(Point labels for objects)
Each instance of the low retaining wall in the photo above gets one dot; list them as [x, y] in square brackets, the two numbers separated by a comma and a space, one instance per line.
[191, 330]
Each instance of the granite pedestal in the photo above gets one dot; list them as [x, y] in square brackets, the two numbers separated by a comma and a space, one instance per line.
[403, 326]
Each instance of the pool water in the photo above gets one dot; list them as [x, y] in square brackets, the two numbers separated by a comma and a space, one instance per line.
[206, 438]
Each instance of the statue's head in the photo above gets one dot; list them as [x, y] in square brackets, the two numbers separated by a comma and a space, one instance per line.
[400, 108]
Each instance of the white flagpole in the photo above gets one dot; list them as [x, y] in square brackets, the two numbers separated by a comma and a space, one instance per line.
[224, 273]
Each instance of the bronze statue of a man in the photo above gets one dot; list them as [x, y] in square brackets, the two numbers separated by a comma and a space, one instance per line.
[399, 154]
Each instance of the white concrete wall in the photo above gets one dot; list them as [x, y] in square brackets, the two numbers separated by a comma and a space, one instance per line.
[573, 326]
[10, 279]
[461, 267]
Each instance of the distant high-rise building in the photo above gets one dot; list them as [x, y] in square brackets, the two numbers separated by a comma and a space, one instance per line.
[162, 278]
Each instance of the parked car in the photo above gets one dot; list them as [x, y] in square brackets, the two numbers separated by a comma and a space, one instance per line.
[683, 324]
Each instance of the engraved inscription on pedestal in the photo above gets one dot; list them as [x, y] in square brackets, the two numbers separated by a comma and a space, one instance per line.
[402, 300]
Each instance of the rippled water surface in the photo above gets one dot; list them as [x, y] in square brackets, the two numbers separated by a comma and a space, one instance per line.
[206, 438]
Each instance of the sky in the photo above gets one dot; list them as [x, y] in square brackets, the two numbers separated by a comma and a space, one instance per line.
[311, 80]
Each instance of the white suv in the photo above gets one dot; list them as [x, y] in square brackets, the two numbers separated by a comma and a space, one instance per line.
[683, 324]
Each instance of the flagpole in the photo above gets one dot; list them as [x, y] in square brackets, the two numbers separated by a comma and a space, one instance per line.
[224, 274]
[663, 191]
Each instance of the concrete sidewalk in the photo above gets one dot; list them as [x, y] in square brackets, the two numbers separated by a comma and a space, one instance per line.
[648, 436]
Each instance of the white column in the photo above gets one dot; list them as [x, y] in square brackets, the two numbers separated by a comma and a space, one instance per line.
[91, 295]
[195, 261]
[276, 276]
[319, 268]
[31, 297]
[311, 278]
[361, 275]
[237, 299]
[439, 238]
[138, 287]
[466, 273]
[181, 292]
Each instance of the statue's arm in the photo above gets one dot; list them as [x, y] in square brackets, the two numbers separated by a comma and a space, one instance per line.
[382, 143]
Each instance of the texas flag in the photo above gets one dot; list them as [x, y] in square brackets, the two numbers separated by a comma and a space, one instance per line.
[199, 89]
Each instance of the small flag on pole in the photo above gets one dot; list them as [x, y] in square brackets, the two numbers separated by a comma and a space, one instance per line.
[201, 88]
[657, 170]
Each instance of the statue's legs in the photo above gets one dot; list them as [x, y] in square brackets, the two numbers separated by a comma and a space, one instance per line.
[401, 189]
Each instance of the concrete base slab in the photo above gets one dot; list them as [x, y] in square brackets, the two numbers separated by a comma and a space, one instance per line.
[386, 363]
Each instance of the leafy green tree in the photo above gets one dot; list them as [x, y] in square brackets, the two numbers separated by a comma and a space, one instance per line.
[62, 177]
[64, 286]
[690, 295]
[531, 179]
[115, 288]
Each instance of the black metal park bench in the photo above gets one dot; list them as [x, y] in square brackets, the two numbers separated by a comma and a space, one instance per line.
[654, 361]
--
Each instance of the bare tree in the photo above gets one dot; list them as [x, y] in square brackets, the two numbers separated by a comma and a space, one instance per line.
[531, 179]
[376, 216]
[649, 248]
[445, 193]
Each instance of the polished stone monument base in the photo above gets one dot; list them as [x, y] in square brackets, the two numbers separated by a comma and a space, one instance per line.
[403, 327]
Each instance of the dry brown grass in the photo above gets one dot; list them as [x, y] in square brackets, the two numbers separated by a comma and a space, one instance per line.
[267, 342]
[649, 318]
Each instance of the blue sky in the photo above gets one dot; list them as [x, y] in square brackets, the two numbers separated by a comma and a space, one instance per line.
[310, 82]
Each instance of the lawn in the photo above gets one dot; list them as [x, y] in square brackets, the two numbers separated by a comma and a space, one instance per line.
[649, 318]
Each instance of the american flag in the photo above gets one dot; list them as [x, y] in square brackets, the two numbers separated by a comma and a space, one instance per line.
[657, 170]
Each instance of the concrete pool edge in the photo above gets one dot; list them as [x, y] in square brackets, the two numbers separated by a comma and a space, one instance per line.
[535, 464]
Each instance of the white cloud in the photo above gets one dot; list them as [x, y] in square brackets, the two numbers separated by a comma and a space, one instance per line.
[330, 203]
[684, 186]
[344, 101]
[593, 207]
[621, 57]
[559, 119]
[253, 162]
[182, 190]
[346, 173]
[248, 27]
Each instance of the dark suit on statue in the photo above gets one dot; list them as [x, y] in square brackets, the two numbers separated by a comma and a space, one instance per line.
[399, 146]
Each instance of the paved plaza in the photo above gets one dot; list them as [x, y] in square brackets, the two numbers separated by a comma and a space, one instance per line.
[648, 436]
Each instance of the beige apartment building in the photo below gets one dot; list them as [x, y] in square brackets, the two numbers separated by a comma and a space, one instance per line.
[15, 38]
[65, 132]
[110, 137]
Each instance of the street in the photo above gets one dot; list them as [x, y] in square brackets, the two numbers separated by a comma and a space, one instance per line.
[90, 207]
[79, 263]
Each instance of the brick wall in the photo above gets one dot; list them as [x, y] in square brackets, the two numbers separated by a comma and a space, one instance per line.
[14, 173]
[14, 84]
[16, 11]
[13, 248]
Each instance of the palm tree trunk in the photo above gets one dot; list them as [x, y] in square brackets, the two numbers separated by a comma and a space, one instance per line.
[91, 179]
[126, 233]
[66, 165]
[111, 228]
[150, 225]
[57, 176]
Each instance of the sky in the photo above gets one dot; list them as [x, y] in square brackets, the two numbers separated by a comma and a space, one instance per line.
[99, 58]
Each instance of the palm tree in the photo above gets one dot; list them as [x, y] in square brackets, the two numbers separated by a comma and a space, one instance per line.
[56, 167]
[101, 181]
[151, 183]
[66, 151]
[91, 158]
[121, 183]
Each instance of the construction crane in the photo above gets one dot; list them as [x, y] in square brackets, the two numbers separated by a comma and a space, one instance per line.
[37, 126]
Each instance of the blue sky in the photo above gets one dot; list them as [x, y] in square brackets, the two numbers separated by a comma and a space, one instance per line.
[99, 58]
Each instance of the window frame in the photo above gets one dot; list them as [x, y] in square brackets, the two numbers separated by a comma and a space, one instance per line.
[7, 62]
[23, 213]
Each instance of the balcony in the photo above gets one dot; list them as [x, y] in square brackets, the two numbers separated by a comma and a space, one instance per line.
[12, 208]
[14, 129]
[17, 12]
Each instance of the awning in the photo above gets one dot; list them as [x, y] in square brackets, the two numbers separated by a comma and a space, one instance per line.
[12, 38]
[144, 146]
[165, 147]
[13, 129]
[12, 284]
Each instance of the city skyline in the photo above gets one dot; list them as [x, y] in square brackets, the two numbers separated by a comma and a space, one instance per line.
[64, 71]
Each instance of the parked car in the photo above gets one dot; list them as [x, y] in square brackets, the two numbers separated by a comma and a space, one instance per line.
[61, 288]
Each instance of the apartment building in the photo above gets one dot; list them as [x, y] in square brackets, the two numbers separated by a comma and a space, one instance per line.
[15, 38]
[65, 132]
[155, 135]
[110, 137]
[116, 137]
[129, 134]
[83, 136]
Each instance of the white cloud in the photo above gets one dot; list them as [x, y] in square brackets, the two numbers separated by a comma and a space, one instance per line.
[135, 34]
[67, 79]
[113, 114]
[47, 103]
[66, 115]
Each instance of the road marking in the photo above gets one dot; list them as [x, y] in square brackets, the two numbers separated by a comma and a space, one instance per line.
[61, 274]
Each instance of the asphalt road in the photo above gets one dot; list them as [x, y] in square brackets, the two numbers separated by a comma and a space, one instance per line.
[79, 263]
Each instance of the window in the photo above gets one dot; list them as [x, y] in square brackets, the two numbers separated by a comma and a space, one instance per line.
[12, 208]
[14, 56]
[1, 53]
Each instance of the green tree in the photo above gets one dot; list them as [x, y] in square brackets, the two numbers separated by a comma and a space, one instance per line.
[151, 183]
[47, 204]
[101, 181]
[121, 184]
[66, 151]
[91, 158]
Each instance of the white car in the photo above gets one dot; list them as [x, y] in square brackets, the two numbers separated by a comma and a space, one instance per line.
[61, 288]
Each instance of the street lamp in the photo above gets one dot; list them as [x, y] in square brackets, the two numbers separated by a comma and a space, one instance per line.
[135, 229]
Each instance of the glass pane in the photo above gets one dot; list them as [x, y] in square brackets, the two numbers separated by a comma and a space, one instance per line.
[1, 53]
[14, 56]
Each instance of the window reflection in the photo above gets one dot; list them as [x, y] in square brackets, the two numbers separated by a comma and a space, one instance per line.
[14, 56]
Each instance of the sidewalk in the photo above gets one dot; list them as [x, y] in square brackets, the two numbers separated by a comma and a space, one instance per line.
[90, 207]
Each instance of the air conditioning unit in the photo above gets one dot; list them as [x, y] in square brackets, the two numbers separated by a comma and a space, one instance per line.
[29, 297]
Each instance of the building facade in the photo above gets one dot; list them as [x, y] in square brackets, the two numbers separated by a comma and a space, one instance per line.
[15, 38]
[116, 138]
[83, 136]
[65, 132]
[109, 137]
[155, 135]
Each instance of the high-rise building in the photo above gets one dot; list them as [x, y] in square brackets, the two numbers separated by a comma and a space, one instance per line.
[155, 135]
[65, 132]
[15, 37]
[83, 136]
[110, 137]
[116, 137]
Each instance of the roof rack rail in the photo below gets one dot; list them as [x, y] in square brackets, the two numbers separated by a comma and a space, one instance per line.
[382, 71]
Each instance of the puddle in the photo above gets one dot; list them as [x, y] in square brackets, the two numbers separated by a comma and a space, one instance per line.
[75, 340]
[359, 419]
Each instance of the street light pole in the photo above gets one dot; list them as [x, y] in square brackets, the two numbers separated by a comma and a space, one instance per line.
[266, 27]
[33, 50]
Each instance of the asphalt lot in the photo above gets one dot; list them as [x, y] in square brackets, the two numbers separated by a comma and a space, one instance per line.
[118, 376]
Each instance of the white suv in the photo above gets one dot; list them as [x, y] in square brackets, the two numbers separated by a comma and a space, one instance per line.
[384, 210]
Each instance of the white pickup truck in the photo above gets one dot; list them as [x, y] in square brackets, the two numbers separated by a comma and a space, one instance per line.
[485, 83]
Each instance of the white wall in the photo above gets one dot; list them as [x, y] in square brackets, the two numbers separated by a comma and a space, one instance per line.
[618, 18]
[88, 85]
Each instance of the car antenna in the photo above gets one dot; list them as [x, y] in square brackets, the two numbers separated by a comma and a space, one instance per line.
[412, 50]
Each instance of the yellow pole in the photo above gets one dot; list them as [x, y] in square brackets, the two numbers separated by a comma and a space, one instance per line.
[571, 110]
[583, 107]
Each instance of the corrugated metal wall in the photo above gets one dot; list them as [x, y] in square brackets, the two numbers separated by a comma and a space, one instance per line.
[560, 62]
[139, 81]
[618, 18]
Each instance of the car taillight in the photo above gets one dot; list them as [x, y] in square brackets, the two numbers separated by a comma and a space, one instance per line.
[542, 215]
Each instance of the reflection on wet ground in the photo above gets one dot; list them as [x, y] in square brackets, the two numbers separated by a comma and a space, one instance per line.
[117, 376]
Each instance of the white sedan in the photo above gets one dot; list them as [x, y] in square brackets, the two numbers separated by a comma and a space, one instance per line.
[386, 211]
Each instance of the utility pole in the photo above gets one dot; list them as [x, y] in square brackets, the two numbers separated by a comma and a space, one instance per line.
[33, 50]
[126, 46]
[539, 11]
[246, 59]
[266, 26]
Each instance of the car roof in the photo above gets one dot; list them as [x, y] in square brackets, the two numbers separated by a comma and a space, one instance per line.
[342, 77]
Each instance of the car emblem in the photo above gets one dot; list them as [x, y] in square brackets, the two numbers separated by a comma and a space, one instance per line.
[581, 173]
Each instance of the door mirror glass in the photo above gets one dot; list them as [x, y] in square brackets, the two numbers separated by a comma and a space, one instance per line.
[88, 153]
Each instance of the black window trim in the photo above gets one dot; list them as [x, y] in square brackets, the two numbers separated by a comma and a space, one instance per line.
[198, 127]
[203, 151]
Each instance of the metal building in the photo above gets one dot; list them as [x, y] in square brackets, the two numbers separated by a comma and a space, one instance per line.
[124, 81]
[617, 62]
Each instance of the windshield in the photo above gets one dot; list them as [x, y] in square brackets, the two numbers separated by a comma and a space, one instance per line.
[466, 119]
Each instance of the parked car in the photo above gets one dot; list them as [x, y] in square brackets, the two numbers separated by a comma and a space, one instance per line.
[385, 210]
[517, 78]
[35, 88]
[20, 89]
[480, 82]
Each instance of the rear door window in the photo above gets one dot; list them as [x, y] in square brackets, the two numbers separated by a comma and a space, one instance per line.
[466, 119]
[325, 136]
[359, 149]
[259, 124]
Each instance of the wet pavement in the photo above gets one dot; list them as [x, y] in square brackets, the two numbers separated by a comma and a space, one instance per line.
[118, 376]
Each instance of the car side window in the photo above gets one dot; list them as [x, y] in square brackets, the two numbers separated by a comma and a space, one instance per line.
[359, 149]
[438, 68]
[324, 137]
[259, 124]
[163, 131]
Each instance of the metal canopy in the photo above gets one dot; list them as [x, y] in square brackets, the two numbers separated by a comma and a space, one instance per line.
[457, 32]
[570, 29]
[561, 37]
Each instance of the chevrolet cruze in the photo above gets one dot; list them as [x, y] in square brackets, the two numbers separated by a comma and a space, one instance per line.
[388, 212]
...
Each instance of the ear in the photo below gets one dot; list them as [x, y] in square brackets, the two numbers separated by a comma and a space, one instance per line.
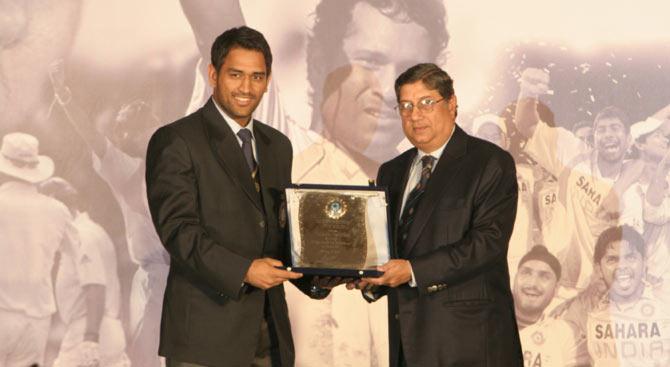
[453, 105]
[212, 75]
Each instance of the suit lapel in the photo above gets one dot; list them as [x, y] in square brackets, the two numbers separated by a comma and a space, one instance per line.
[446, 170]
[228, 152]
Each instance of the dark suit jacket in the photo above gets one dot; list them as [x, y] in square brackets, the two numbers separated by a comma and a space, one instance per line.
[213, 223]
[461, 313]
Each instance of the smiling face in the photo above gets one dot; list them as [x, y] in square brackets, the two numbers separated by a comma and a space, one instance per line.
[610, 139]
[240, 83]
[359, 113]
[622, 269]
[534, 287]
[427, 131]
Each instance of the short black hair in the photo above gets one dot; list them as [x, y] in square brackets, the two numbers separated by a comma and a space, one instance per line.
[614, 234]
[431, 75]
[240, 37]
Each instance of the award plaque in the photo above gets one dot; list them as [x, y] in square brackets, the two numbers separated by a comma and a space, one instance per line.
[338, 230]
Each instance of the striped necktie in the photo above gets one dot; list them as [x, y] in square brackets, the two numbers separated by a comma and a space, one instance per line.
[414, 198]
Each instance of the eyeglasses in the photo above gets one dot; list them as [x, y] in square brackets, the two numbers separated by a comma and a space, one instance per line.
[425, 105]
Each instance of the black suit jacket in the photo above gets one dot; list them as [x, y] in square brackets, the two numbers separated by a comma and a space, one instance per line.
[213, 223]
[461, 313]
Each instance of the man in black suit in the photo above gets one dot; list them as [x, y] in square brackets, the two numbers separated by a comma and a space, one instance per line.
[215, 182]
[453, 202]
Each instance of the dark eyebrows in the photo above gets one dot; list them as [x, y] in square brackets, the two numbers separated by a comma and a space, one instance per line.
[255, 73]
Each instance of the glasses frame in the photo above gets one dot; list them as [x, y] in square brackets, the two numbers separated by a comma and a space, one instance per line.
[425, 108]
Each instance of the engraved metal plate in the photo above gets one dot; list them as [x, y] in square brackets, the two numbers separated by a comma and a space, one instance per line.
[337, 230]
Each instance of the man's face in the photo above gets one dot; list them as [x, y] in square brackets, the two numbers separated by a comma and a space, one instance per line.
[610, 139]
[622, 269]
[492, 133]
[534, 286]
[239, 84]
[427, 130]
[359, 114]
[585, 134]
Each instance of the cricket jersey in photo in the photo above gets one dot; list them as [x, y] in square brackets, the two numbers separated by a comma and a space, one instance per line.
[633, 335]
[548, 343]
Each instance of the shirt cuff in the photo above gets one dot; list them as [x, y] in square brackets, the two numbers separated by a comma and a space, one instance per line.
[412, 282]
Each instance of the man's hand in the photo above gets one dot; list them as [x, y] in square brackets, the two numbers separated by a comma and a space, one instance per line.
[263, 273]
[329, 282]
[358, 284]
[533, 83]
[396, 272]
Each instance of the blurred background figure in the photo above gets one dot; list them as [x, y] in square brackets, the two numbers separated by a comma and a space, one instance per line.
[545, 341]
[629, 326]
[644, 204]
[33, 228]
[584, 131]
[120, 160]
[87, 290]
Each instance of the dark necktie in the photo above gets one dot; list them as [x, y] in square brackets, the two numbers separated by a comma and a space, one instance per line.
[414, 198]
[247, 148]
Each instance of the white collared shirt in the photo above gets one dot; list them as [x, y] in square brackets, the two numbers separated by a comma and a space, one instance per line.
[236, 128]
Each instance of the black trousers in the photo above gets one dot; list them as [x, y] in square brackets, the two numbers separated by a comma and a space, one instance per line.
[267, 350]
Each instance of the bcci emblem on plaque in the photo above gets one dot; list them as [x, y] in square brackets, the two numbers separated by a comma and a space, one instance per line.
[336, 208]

Short problem
Could you return every line of the listing above that contains the word "yellow", copying each one unchanged?

Answer to this problem
Each instance of the yellow pole in the photo above gets one dot; list them as [x, y] in square brackets, the two numbers separated by a comma and a space, one instance per line.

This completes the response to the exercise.